→ **Task**
Only one portion of the data is to be written out: from the line bearing "Note: for each instance of the blue flag" through the line bearing "Note: for each instance of the white banner". Write it exactly as it appears.

→ **Source data**

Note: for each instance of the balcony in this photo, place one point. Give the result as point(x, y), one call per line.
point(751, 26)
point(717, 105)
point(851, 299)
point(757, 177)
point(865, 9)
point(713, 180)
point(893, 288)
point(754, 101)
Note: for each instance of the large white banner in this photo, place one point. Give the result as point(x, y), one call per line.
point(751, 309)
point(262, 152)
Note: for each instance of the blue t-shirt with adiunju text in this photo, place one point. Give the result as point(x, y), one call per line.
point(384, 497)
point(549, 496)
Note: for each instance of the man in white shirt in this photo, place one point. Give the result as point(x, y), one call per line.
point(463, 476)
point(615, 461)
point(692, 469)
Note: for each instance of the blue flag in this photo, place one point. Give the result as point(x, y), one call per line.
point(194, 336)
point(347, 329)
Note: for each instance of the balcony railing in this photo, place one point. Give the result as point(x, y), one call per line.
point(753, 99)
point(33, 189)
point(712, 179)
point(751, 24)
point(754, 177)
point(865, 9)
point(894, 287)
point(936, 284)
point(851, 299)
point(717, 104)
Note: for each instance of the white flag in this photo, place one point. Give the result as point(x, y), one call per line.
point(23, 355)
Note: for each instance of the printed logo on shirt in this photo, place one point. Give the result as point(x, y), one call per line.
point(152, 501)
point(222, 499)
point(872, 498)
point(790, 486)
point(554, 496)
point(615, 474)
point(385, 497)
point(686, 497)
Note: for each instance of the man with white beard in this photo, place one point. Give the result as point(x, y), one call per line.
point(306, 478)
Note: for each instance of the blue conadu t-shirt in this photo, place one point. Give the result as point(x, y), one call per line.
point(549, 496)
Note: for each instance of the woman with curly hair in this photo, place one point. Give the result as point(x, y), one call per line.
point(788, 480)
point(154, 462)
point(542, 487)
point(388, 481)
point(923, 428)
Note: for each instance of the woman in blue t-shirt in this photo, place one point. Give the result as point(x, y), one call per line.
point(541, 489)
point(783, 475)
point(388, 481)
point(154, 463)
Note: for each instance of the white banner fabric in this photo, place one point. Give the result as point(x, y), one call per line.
* * *
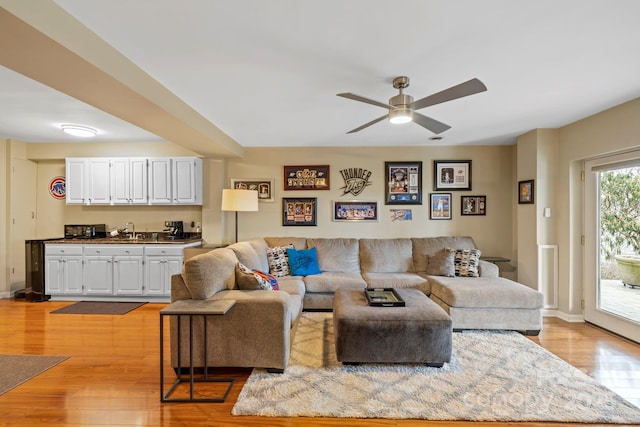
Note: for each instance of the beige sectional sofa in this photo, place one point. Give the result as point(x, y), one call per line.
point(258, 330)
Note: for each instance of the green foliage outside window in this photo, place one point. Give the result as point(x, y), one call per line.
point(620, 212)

→ **Solution to this task**
Note: for each instance of the blue flag in this photo, place one point. Give the result as point(x, y), one call per line.
point(194, 336)
point(347, 329)
Note: for each instance of the balcony railing in this photo, place one point. Give the result as point(x, y), one call per line.
point(753, 99)
point(33, 189)
point(712, 179)
point(751, 24)
point(754, 177)
point(865, 9)
point(894, 287)
point(936, 284)
point(851, 299)
point(717, 104)
Note: for each instance of the white flag in this photo, place one point. Give the result as point(x, y), one call per line.
point(23, 355)
Note: for each instance of the printed logo on shirt in this photo, place one point. Give the result as point(x, y), one call per line.
point(152, 501)
point(222, 499)
point(872, 498)
point(790, 486)
point(554, 496)
point(615, 474)
point(385, 497)
point(686, 497)
Note: for each instance of the man with white beard in this photo, place one point. Give the result as point(x, y), one call per line.
point(306, 478)
Note: for each instance of the blue conadu t-shirt in this photo, place one point. Give the result as point(x, y), one call per line.
point(549, 496)
Note: for each instance of the woman with curly hair in this photo, place one point. Give the result as point(x, y), one call per line.
point(788, 480)
point(154, 462)
point(542, 487)
point(388, 481)
point(923, 428)
Note: for each instance of the woman in blue t-shirt in this photo, place one point. Give the result as point(x, y), one call per line.
point(541, 489)
point(783, 475)
point(388, 481)
point(154, 463)
Note: for each instance of the white banner fabric in this photo, place one point. Give the result as point(x, y), one call per line.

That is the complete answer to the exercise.